_Jobs:_
**1)** Quote the passage of the gaming blog post starting with "As an aside, and" and going on through "plotting with me.".
**2)** According to the gaming blog post, what did the writer's Eldest Evil Offspring spend some of his Christmas money on?

_Extract:_
It is no secret that I absolutely loved Trails in the Sky – in my opinion, one of the best classic-style turn-based RPGs to be made in years. So I naturally picked up its sequel series, Trails of Cold Steel, when it initially released on Vita. But, as I had something of an extensive (cough massive cough) backlog, I had yet to do more than start the first game once or twice. That has now changed, as when I woke up at 2 a.m. the other night the first thing I did (Editor’s Note: the second thing, actually, the first being looking at the time and saying, I believe, “god-fucking-dammit) ahem, the SECOND thing I did was fire up a new game on my Vita. While I have thoroughly enjoyed the game thus far, I will say that all of the comparisons between this game and similar “social life” RPGs in the Persona series are not entirely accurate. Time often passes in chunks rather than day by day, and as of this writing the social link aspect hasn’t really done much but give me some cute but predictable cutscenes and a slight increase in combat teamwork. But if this comes across as a criticism, it is not intended as one – if I wanted to play Persona on my Vita, I would, you know…play Persona on my Vita. I like what Cold Steel has offered so far, and I’m looking forward to seeing the rest of it…though preferably not always in the dead of night.
As an aside, and at the risk of sounding sappy (Editor’s Note: please, before you mock him, remember that he would not hesitate to set the world, quite literally, on fire), I’m well aware that it is some type of corporate emotion holiday today, and while I do not have a “Valentine”…if I were to, I know who it would be, and I got to make that person smile once or twice today, so I will take my small victories where I can get them. – EWE
Hello, Hunters! So, as I continue to adapt and adjust to some changes in my fibro (Editor’s Note: you curl up in a ball and mew like a kitten when the weather changes abruptly) SHUT UP…ahem, ADAPT and ADJUST, I was given an unexpected treat. My Eldest Evil Offspring ™ decided that he wanted to spend some of his Christmas money on a copy of Monster Hunter: World and leave it at my apartment to play when he and his younger co-clone are here plotting with me.
Now, I’ve tried on a number of occasions to “get into” Monster Hunter games. Dating back to some of the PSP outings, and even most recently with Monster Hunter Generations on the 3DS, I have wanted badly to like them. The general concept – take assassination contracts on various monstrosities, harvest their parts, wear them as trophies – appeals to both the maniacal evil genius, and the grinding treadmill gamer, sides of me. (Editor’s Note: “Genius” might be a bit of a stretch…do I need to recount our personal life choices?) …Point taken.

_Excerpts from a point labeling dataset:_

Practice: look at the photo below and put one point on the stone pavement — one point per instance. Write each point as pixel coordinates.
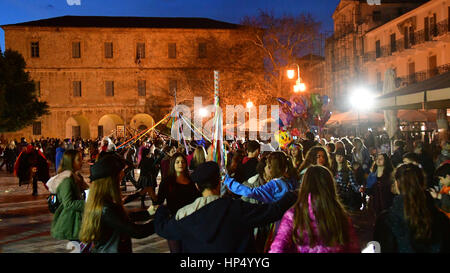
(25, 220)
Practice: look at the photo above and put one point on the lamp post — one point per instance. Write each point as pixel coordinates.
(361, 100)
(299, 86)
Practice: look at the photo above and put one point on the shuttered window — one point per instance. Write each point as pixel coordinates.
(76, 50)
(76, 88)
(109, 86)
(140, 51)
(202, 50)
(172, 50)
(35, 49)
(37, 128)
(37, 88)
(108, 50)
(141, 88)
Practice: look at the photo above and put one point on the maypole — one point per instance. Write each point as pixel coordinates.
(217, 138)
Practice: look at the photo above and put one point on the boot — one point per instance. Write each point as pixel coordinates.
(143, 202)
(131, 197)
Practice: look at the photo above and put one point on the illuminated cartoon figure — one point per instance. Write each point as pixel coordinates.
(283, 138)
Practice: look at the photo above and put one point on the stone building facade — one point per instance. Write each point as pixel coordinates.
(416, 45)
(344, 50)
(110, 75)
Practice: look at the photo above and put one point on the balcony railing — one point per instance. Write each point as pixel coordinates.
(418, 37)
(413, 78)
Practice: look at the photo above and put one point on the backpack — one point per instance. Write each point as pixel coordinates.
(53, 202)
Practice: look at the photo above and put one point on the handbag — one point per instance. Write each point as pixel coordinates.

_Answers to the problems:_
**1)**
As an aside, and at the risk of sounding sappy (Editor’s Note: please, before you mock him, remember that he would not hesitate to set the world, quite literally, on fire), I’m well aware that it is some type of corporate emotion holiday today, and while I do not have a “Valentine”…if I were to, I know who it would be, and I got to make that person smile once or twice today, so I will take my small victories where I can get them. – EWE
Hello, Hunters! So, as I continue to adapt and adjust to some changes in my fibro (Editor’s Note: you curl up in a ball and mew like a kitten when the weather changes abruptly) SHUT UP…ahem, ADAPT and ADJUST, I was given an unexpected treat. My Eldest Evil Offspring ™ decided that he wanted to spend some of his Christmas money on a copy of Monster Hunter: World and leave it at my apartment to play when he and his younger co-clone are here plotting with me.

**2)** A copy of Monster Hunter: World